(Extracted data entries)

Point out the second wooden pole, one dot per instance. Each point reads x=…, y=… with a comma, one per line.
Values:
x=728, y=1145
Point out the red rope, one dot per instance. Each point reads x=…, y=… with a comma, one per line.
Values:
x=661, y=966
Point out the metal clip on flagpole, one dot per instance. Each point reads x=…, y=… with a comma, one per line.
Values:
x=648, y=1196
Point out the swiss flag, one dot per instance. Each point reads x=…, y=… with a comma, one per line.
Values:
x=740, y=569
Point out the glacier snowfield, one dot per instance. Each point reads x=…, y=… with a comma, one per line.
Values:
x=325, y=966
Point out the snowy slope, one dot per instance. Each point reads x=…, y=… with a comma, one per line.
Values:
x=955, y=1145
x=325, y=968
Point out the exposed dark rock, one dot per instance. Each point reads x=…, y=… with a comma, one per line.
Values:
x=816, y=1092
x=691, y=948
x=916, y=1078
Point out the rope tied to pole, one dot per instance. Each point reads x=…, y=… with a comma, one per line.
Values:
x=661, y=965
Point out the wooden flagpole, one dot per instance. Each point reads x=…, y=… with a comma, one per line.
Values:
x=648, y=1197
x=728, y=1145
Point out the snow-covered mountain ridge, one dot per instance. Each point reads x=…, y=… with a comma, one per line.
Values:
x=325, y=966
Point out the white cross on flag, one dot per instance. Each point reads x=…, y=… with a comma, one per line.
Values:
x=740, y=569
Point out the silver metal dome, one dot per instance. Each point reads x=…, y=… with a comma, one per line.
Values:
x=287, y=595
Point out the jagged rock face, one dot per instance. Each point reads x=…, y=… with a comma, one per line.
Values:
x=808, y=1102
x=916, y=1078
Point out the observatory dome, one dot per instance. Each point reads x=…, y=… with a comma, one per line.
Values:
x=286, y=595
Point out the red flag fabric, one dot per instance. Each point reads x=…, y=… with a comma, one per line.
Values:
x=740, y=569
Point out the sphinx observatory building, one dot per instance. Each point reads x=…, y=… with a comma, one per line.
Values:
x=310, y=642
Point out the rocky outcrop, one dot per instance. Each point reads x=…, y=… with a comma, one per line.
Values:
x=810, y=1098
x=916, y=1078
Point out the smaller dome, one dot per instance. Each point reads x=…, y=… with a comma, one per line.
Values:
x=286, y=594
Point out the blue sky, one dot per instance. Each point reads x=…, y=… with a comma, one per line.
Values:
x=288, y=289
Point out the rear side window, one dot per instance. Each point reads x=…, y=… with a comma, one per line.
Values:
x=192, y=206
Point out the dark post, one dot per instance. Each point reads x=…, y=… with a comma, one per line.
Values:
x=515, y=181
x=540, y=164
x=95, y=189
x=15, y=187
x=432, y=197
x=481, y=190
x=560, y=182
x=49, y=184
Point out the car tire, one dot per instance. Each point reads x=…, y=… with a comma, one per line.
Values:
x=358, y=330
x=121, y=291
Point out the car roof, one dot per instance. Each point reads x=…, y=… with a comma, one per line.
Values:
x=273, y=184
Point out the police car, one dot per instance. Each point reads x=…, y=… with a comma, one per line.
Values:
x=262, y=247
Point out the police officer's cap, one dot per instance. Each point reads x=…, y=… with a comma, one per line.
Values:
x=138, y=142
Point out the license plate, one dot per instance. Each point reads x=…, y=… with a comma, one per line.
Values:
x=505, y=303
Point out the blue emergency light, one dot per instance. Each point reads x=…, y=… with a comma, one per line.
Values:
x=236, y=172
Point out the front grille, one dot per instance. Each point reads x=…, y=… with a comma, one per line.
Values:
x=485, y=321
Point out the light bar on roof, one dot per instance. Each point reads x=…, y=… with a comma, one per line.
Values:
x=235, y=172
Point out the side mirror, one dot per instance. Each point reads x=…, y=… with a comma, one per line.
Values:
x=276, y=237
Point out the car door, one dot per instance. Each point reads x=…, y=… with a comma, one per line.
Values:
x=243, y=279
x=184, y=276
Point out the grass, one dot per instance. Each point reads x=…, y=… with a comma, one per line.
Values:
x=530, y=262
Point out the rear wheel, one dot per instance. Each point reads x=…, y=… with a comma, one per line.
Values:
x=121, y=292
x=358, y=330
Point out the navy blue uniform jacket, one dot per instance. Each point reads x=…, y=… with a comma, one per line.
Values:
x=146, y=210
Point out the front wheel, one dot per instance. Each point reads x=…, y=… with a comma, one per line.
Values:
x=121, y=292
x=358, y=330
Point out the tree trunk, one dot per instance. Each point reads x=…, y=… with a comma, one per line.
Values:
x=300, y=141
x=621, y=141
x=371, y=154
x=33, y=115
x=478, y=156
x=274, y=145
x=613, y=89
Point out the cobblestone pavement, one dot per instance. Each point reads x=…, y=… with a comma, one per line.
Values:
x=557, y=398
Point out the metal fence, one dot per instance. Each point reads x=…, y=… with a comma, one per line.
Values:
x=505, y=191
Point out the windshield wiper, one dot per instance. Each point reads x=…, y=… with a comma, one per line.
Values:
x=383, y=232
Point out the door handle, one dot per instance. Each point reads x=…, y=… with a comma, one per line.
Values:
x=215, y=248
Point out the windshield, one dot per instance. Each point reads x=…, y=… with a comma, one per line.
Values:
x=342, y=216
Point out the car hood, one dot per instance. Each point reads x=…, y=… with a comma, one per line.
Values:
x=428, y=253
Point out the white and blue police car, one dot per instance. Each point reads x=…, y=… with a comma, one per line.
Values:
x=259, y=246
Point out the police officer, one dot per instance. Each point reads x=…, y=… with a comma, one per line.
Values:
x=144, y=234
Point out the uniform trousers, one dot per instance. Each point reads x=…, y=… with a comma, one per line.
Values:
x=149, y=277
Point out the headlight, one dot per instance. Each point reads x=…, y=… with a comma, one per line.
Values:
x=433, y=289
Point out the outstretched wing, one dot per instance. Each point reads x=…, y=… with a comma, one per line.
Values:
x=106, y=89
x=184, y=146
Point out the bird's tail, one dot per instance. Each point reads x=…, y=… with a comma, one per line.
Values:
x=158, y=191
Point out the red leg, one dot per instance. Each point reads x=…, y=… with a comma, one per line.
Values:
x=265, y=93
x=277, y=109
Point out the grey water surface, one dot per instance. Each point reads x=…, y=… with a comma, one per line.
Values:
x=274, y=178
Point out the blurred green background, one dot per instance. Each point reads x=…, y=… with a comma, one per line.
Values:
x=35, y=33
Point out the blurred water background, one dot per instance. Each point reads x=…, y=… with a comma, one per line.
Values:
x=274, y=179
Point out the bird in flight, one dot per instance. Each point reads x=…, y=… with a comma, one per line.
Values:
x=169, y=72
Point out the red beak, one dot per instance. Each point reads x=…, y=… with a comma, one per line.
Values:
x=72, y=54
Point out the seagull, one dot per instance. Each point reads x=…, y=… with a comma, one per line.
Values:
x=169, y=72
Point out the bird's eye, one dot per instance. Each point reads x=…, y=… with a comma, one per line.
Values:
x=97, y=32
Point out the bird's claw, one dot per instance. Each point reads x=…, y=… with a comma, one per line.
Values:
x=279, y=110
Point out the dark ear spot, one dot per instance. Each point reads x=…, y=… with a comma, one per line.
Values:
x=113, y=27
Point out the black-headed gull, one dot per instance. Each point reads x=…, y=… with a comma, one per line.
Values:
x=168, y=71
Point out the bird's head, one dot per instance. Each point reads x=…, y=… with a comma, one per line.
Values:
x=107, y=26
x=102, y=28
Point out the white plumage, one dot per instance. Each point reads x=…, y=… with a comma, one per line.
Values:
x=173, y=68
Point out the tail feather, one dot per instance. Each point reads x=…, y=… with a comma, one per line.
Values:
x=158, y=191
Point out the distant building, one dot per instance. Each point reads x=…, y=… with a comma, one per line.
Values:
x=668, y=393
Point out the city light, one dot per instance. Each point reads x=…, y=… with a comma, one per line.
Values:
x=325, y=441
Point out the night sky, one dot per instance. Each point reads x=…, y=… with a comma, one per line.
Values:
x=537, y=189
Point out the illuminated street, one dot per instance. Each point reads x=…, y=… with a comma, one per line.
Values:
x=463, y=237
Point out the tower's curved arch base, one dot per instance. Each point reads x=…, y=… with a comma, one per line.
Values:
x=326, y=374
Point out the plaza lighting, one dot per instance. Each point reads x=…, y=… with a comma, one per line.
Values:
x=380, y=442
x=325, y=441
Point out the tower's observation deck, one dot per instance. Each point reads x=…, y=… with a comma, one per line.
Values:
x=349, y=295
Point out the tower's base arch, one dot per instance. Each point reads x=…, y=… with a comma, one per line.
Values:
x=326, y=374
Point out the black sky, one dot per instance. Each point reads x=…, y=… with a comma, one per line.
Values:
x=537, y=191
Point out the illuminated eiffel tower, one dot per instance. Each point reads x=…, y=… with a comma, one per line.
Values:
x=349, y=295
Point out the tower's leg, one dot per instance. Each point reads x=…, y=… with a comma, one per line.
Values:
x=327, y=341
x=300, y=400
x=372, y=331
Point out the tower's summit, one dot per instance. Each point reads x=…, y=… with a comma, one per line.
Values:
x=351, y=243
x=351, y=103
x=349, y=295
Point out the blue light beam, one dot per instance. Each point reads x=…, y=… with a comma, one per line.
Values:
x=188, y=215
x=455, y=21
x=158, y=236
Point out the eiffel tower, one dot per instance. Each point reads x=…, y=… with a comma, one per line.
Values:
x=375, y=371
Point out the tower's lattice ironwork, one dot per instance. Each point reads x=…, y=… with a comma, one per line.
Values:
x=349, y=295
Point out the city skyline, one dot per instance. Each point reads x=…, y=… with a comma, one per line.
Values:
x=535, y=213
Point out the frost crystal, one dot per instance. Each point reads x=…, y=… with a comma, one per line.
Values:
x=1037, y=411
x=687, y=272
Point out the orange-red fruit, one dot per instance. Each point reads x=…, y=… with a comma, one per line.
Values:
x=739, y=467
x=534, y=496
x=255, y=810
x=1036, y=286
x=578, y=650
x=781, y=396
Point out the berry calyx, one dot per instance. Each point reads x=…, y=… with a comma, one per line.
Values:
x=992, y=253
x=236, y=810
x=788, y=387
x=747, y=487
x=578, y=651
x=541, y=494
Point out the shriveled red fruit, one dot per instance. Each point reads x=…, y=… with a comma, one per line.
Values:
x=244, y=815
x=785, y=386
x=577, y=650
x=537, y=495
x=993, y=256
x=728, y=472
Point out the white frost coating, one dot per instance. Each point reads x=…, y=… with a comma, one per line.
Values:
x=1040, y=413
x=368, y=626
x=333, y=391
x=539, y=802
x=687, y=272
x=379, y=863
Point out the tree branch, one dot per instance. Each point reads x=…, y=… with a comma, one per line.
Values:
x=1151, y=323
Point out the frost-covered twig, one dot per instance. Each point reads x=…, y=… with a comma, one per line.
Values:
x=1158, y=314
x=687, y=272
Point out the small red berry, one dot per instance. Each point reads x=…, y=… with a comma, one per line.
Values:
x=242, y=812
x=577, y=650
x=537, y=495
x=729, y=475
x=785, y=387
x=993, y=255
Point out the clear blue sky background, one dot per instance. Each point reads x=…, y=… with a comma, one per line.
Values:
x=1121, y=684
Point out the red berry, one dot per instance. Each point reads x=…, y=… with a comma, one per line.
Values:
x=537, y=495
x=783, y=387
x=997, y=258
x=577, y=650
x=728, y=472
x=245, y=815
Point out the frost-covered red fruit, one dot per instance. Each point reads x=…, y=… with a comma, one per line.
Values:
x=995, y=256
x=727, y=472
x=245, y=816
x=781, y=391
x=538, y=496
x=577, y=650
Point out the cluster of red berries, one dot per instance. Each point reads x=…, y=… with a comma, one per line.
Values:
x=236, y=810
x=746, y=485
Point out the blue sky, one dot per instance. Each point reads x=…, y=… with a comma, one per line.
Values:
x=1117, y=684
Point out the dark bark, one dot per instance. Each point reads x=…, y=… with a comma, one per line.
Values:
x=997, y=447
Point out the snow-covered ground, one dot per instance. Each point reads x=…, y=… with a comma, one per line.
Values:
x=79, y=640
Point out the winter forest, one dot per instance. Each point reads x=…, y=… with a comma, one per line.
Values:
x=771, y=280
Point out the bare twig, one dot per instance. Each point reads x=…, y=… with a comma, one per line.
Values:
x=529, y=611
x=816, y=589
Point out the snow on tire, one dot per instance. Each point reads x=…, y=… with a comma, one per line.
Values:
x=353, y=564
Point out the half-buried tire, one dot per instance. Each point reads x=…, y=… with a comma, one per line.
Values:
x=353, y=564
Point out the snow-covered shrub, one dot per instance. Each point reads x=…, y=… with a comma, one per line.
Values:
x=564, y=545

- **GIVEN REQUEST**: Set down, unchanged, the line that contains "Point out the bare" together with every later line in the records, through the last one.

- **PROBLEM SOLUTION**:
Point out the bare twig, one dot per instance. Each point reads x=…, y=… with a comma, one per line.
Values:
x=529, y=611
x=816, y=589
Point out the snow on tire, one dot per instance. Each point reads x=…, y=… with a comma, one per line.
Values:
x=353, y=564
Point out the half-buried tire, one dot per instance. Each point reads x=…, y=… with a comma, one per line.
Values:
x=353, y=564
Point out the snow-covered shrub, one dot per instance. Each point reads x=…, y=… with a comma, one per line.
Values:
x=564, y=545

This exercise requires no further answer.